What you have to do>
Print the forum exchange on TF2 and Left 4 Dead networking below, word for word from start to finish.

Excerpt to read>
## start

If a person already knows the network specifics of TF2 (which they would need to swap out the information, as you suggest), then why would they be looking at such an article, let alone one written specifically for Left 4 Dead networking?
If someone unfamiliar with the networking of TF2 were to read that article they would be either be seriously confused by all the very Left 4 Dead specific details in that article, or would end up with some very unhelpful network settings.
konrThe game works the same way (at least in the examples he gives) with the exception of the tickrate. Not a difficult distinction to make!
There's all kinds of misleading information and advice in that article, but my favourite was one he chose to write in bold:
If you have yellow lerp, asking the server admin to turn up the server framerate is a good idea.
Good luck asking your server admin to turn up the framerate in your next game!
For what it's worth, wareya's article is pretty solid.
The article I linked is not at all a page to tell you what to set your shit to, but more to explain what lerp etc actually is and to also explain what certain things on a netgraph mean. For that job it's fine.
downpourtf2_scientist: " If more than one snapshot in a row is dropped, interpolation can't work perfectly because it runs out of snapshots in the history buffer. In that case the renderer uses extrapolation (cl_extrapolate 1) and tries a simple linear extrapolation of entities based on their known history so far. The extrapolation is done only for 0.25 seconds of packet loss (cl_extrapolate_amount), since the prediction errors would become too big after that."
Where in this does it say "this only happens when you get packet loss and never in any other situation"?

## end

Given data>
## start

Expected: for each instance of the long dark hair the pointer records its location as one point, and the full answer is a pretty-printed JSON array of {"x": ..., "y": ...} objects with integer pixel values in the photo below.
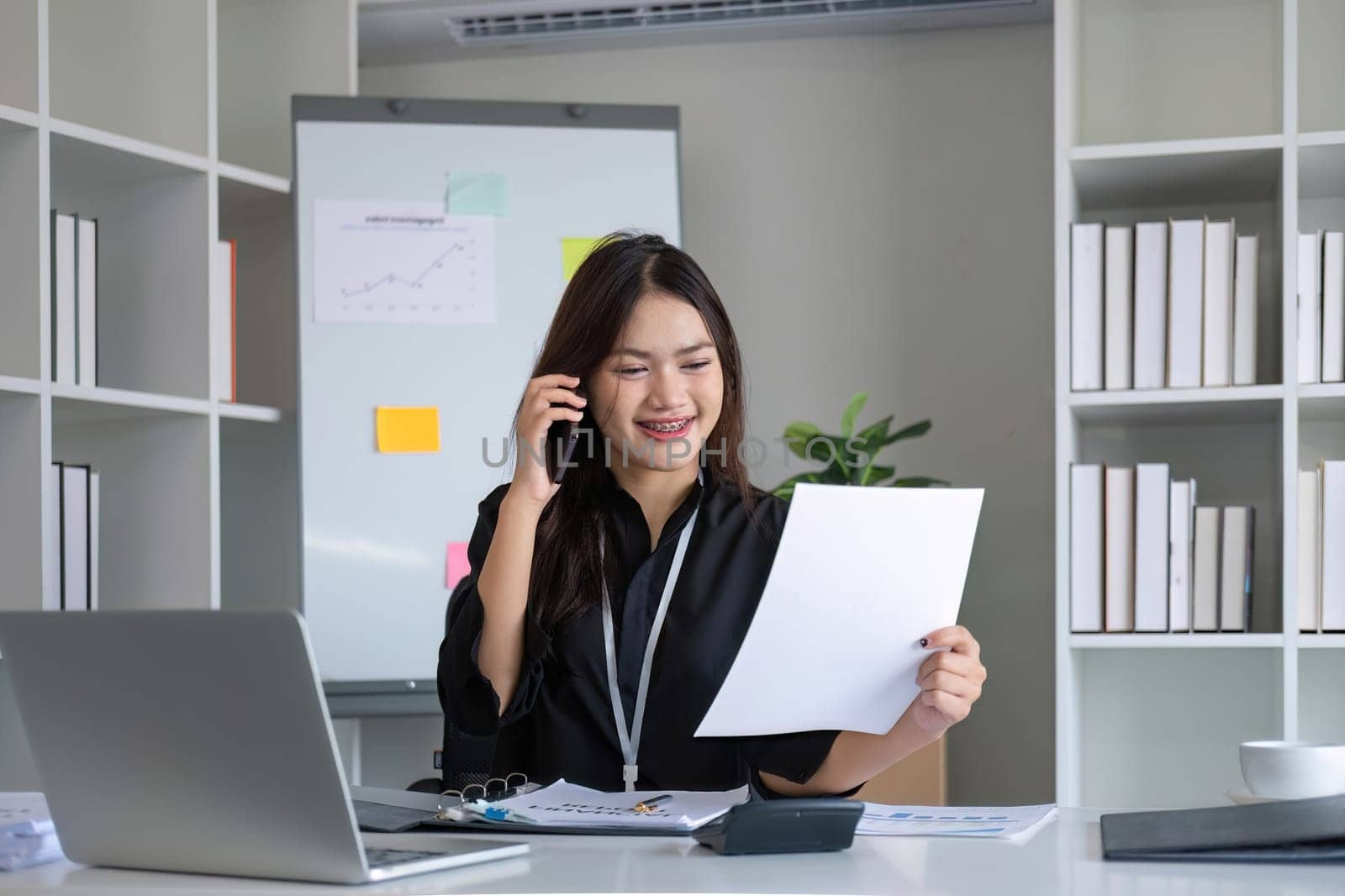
[{"x": 599, "y": 300}]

## end

Exercise answer>
If a person already knows the network specifics of TF2 (which they would need to swap out the information, as you suggest), then why would they be looking at such an article, let alone one written specifically for Left 4 Dead networking?
If someone unfamiliar with the networking of TF2 were to read that article they would be either be seriously confused by all the very Left 4 Dead specific details in that article, or would end up with some very unhelpful network settings.
konrThe game works the same way (at least in the examples he gives) with the exception of the tickrate. Not a difficult distinction to make!
There's all kinds of misleading information and advice in that article, but my favourite was one he chose to write in bold:
If you have yellow lerp, asking the server admin to turn up the server framerate is a good idea.
Good luck asking your server admin to turn up the framerate in your next game!
For what it's worth, wareya's article is pretty solid.
The article I linked is not at all a page to tell you what to set your shit to, but more to explain what lerp etc actually is and to also explain what certain things on a netgraph mean. For that job it's fine.
downpourtf2_scientist: " If more than one snapshot in a row is dropped, interpolation can't work perfectly because it runs out of snapshots in the history buffer. In that case the renderer uses extrapolation (cl_extrapolate 1) and tries a simple linear extrapolation of entities based on their known history so far. The extrapolation is done only for 0.25 seconds of packet loss (cl_extrapolate_amount), since the prediction errors would become too big after that."
Where in this does it say "this only happens when you get packet loss and never in any other situation"?